» **JOB A**
Answer these from the unemployment mapping text:
(i) What source offers a table of states with their longitude and latitude?
(ii) What month and year is the latest data available from?
(iii) What month and year is the Census Bureau dataset for?

» **PROVIDED TEXT**
————————
With Tableau, TileMill, or even with ESRI ArcGIS online this task is not that big. The data is easily accessible and well-organized. But this is exactly where standard mapping differs from making infographics. I am quite sure that our teacher does not want the standard map. In the first assignment I created a map and Alberto commented: “However, it doesn’t improve the original as much as it could. The reason is that you are forcing me to click on each country to get the data, rather than giving me the opportunity to explore the data in different ways, such as creating rankings, comparisons between countries, etc.”. So no standard map this time, but something that will focus on the exploration.

I decided to focus on two of the questions that are raised in the assignment:

  • What kind of graphs or maps would you need to tell a compelling story based on this?
  • How would you give context to the data?

If we are talking about unemployment during the first period of Obama there are  some nice infographics on this subject already in the run to the elections.

My approach: Geo Tagging

The latest data available is from September 2012 and looking at that data you immediately see the big differences between states. Montana, Wyoming, North and South Dakota, Nebraska. From my times being there I know the views of large (or even more than large) plains, the emptiness. The number of people per square meter must be very low. On the other hand the giant peak in California, and the higher (but not peak) values in the dataset for states along the east coast, and the big cities like Chicago, Detroit, and states like Texas, and Florida. My first impression of the dataset is that it is not averaged by population density.

In order to map the data, and to show the population – unemployment relation the data must be geo-tagged. Since the data is ordered by state, and the state codes are given this is not a difficult task. MaxMind offers a nice table of states and their longitude and latitude. By combining this data with the given data set I now at least have point data that is geo referenced. And so it can be mapped with a centroid.

Then I started to play with tableau public. Within the map option of the software there are several settings and datasets preloaded, population, population by race, occupations.

What appears to me is that population density and mixture of race both have effects on the figures. States with many big cities seem to have a higher unemployment rate. So a first step would be to map the data against the population density.

The Census Bureau Data

The United States Census Bureau has a nice dataset for the census of April 2010. Although the census data is for the full population, including those people that are too young to work, or those that are retired the figures change already with the first quick lay-out. Rhode Island that at first was a small dot, now suddenly becomes one of the largest. On the other hand California that seemed to be the state with an incredible high unemployment rate now has become an average player. All in all we see how the differences have become smaller when it comes to the percentage of the total population that is unemployed.

Conclusion and the final result

So “to tell a compelling story” I made an interactive infographic where the map is a main element on the page. From this map you can click on a state and see the unemployment figures for 10 periods in time: at the start of the first period of Obama, and then each year, until just before his re-election. The context is that data is multi interpretable, even though everyone knows the facts. By leaving out specific details data manipulation becomes a word with a double meaning.

ps. Did I tell you that subscription to the second course, starting in January is open? You can subscribe here: Knight Center for Journalism in the Americas’s Distance Learning program.

1 In the first version this paragraph read: “From his book we have to read the fourth chapter on Cartography for Journalists, or as the chapter title reads: Thematic Maps, Statistics and Cartography Meet. The book is well written with many great visuals and the same is true in this chapter.”
————————
» **DATASET RECORDS**
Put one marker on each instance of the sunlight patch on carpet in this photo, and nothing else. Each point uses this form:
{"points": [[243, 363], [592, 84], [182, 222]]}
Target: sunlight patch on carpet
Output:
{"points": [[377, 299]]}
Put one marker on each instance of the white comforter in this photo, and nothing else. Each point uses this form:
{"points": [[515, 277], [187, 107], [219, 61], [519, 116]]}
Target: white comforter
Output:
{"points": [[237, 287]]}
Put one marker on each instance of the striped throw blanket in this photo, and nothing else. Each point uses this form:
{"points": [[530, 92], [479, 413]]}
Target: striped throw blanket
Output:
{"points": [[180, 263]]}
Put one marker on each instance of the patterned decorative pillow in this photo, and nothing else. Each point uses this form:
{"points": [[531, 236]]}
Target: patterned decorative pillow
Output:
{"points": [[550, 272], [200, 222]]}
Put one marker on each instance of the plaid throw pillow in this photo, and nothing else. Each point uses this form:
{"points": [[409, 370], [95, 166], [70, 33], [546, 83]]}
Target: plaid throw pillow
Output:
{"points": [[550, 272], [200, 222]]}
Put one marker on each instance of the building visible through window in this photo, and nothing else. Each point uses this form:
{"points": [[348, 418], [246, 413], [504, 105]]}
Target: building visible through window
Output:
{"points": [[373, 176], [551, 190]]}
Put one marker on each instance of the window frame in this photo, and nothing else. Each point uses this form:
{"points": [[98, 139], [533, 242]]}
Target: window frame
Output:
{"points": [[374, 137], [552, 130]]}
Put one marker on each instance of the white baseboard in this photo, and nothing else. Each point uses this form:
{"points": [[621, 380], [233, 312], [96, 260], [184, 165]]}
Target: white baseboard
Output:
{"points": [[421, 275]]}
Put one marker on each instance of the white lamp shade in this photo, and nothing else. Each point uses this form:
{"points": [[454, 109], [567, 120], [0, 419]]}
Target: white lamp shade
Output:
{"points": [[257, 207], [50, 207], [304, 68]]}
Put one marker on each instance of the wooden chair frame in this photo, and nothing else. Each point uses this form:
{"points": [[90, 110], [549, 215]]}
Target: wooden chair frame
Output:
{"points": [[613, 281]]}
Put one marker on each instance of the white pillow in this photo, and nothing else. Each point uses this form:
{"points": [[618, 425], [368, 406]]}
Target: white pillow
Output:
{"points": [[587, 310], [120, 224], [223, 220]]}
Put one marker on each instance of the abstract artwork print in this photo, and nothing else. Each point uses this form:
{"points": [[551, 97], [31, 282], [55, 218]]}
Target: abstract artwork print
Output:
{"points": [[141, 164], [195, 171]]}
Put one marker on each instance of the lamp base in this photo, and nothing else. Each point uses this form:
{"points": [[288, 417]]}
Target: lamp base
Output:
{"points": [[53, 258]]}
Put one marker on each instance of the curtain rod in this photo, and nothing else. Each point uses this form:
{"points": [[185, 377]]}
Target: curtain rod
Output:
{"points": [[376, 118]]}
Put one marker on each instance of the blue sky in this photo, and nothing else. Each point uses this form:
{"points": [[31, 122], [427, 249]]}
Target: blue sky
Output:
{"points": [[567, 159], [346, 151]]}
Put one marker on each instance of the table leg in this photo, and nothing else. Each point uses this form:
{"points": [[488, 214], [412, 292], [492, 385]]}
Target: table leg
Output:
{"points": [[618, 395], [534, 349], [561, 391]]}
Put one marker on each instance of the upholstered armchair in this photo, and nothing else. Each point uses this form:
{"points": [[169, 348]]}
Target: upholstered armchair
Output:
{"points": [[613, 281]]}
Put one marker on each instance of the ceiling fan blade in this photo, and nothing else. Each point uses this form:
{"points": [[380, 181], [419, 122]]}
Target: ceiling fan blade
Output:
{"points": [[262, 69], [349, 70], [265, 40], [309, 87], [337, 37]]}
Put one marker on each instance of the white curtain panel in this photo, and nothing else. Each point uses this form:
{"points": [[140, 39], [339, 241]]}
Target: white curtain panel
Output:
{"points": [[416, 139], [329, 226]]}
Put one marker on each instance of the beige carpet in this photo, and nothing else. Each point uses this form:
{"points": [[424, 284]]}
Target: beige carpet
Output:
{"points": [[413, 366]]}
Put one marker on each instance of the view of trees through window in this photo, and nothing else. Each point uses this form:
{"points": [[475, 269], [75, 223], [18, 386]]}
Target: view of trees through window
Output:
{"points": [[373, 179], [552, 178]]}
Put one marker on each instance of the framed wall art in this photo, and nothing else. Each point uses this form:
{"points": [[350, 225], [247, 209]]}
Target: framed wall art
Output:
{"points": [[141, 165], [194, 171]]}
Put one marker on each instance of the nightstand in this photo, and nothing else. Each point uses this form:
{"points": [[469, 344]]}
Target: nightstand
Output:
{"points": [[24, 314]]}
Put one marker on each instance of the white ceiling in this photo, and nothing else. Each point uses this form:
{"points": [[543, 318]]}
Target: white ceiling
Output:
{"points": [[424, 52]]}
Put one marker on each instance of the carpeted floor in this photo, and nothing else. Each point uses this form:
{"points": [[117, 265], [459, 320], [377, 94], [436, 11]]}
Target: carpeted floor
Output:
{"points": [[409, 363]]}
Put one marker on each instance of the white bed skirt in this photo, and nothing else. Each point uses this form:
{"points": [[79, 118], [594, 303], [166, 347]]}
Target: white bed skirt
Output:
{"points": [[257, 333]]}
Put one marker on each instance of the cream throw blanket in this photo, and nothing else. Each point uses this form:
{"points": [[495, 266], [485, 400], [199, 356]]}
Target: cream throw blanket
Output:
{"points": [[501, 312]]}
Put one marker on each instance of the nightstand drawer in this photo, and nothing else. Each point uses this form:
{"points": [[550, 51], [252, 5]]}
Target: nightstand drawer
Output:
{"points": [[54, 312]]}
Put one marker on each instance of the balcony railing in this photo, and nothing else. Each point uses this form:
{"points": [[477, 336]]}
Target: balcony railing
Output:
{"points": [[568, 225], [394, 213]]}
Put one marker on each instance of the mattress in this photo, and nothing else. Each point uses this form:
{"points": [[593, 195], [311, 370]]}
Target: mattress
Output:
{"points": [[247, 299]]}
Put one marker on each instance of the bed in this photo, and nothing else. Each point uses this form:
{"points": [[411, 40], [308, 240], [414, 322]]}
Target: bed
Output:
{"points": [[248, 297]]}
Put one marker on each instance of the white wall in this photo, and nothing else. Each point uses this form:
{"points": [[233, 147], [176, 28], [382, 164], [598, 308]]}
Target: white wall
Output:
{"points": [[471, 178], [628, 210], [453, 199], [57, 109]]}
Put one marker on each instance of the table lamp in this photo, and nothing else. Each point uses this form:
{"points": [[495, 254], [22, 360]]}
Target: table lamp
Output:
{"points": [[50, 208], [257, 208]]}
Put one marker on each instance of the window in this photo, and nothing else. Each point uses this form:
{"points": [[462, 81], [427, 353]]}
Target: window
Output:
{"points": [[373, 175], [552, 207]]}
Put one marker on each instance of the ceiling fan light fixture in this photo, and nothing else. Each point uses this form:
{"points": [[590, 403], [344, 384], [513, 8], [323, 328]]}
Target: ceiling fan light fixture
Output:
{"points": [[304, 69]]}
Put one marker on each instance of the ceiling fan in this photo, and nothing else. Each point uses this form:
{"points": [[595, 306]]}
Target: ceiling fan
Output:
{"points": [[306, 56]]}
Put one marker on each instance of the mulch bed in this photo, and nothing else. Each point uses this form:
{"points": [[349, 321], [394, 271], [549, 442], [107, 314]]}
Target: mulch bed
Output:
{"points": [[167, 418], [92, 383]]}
————————
» **JOB B**
Lay out the entries as a numbered list, starting at the line with "Put one marker on each instance of the ceiling fan in" and running through the last line of the entries, and skip any blank lines.

» **FULL ANSWER A**
(i) MaxMind
(ii) September 2012
(iii) April 2010

» **FULL ANSWER B**
1. Put one marker on each instance of the ceiling fan in this photo, and nothing else. Each point uses this form:
2. {"points": [[595, 306]]}
3. Target: ceiling fan
4. Output:
5. {"points": [[306, 56]]}
6. Put one marker on each instance of the mulch bed in this photo, and nothing else. Each point uses this form:
7. {"points": [[349, 321], [394, 271], [549, 442], [107, 314]]}
8. Target: mulch bed
9. Output:
10. {"points": [[167, 418], [92, 383]]}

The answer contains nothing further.